(TASK REQUIREMENTS): Pull out each line of the data below that contains the word "blue", and treat uppercase and lowercase letters as different.
--- Begin RECORDS FOR PROCESSING ---
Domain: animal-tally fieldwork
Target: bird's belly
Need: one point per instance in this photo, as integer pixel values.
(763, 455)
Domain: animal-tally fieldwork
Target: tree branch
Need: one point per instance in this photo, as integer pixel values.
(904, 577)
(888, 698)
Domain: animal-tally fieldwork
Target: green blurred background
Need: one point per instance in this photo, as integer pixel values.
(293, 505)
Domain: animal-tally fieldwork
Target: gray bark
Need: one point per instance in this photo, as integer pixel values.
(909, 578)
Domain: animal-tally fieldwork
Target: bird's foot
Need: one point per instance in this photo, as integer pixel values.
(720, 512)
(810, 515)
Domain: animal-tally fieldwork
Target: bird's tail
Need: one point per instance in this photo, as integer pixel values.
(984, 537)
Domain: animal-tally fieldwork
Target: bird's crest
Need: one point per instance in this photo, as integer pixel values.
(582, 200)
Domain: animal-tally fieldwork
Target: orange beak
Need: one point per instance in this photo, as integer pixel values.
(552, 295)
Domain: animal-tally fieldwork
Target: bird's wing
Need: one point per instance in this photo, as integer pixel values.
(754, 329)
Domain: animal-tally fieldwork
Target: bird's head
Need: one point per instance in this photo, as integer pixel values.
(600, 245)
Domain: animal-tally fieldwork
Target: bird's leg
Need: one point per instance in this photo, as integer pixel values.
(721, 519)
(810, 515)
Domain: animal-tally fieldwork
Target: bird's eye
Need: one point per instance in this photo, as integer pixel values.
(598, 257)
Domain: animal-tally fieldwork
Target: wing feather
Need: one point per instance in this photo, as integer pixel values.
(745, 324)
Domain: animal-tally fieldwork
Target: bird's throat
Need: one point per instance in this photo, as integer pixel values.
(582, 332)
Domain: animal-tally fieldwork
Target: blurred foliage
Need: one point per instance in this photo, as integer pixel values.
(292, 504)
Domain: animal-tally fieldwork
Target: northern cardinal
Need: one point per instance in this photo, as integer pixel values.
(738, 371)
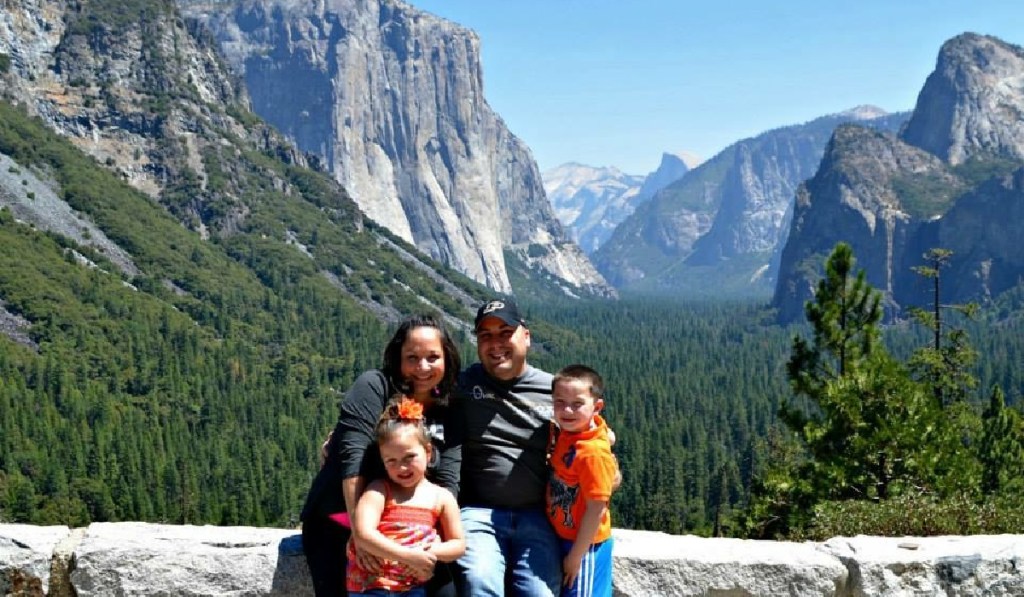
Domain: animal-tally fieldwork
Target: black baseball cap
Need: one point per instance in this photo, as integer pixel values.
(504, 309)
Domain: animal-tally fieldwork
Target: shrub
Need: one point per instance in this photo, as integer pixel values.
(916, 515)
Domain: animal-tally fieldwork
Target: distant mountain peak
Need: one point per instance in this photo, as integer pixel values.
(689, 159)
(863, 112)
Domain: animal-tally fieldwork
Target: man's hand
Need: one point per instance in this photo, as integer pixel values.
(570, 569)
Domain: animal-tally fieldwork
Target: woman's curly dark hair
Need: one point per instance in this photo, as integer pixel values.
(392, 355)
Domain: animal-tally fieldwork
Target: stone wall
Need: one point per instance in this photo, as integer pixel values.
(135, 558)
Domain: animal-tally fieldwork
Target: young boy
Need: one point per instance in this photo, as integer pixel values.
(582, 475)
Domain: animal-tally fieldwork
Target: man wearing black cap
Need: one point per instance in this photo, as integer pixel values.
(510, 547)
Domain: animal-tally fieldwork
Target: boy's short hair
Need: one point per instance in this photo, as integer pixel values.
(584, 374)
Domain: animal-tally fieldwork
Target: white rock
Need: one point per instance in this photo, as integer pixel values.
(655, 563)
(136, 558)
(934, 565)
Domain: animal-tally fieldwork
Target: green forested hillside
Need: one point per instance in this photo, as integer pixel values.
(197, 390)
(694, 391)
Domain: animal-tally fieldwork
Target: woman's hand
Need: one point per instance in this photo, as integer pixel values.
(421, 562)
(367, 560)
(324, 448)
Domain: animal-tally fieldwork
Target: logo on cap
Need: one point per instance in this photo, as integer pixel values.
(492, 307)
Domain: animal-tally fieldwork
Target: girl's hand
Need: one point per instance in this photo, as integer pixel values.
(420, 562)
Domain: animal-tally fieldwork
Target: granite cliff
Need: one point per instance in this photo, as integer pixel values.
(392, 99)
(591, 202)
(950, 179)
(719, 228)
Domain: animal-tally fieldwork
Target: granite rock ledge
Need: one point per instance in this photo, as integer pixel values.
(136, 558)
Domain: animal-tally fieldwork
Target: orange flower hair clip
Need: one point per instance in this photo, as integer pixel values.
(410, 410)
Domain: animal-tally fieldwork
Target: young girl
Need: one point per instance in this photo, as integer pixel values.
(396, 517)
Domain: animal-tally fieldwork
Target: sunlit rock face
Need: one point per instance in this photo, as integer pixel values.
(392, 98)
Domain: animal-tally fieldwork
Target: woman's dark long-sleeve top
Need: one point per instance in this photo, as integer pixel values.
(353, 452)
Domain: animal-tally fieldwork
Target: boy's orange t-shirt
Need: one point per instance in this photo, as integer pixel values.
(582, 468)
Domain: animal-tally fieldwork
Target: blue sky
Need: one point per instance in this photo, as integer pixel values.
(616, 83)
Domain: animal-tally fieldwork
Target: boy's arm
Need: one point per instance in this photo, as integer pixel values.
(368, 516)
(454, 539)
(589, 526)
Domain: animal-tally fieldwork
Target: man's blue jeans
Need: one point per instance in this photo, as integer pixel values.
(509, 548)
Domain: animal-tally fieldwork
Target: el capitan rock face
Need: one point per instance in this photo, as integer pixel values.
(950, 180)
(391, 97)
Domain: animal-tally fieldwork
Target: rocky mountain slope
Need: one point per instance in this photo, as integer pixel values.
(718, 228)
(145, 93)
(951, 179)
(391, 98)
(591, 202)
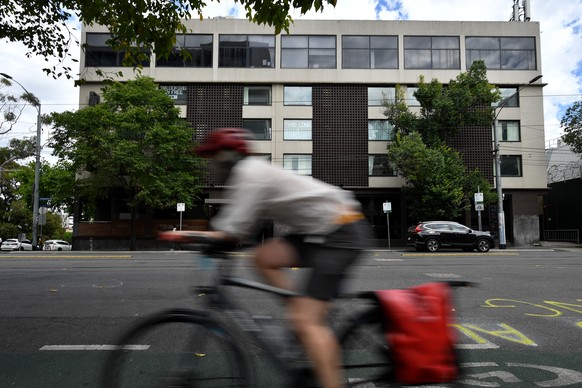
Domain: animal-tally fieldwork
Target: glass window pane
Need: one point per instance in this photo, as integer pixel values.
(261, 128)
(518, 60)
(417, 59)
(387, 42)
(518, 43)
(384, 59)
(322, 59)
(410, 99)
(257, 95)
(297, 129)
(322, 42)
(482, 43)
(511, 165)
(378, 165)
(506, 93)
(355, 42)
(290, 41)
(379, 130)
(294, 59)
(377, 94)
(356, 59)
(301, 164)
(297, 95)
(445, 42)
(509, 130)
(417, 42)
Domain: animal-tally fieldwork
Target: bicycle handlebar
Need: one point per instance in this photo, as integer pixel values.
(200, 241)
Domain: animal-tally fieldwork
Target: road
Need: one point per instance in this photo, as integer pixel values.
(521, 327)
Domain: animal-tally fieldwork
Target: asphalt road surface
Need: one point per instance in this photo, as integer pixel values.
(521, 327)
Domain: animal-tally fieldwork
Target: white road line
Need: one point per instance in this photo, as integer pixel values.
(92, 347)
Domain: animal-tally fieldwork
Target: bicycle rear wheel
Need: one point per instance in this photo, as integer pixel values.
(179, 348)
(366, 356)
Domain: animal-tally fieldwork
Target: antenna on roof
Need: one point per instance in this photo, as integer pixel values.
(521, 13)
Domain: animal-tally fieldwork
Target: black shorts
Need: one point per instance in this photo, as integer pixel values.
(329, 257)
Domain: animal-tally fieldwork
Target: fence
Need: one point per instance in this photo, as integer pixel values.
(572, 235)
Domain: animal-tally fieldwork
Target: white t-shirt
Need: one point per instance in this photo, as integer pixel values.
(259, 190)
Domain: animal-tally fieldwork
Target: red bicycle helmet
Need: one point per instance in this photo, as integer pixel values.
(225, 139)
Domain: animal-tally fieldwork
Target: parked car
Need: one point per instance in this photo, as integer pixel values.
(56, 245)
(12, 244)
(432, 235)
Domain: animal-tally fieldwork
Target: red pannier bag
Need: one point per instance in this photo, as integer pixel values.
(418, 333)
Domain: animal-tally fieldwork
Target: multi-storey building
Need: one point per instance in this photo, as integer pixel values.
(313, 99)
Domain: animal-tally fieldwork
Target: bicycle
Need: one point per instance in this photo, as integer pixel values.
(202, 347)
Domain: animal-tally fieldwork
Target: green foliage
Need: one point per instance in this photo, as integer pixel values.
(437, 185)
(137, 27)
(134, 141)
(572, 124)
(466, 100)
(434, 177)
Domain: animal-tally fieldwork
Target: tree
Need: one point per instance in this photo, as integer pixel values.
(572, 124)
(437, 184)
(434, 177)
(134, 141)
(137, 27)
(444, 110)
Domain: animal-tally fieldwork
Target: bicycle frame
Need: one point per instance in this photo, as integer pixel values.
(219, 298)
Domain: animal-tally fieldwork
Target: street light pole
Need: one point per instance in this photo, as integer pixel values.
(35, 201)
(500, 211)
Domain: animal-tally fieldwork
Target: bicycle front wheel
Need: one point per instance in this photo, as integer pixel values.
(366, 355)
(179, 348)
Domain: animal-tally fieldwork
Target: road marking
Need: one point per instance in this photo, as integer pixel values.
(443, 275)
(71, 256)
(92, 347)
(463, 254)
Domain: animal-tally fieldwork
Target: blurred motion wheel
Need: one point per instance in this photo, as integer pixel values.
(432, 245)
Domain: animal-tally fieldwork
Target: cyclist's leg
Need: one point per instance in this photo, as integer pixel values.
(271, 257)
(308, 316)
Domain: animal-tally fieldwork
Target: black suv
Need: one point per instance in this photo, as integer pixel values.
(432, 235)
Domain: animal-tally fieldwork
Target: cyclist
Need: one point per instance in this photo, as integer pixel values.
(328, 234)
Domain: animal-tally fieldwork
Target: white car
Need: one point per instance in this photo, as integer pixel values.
--- End RECORDS FOR PROCESSING ---
(TASK RESULT):
Target: blue sky
Target: man's blue jeans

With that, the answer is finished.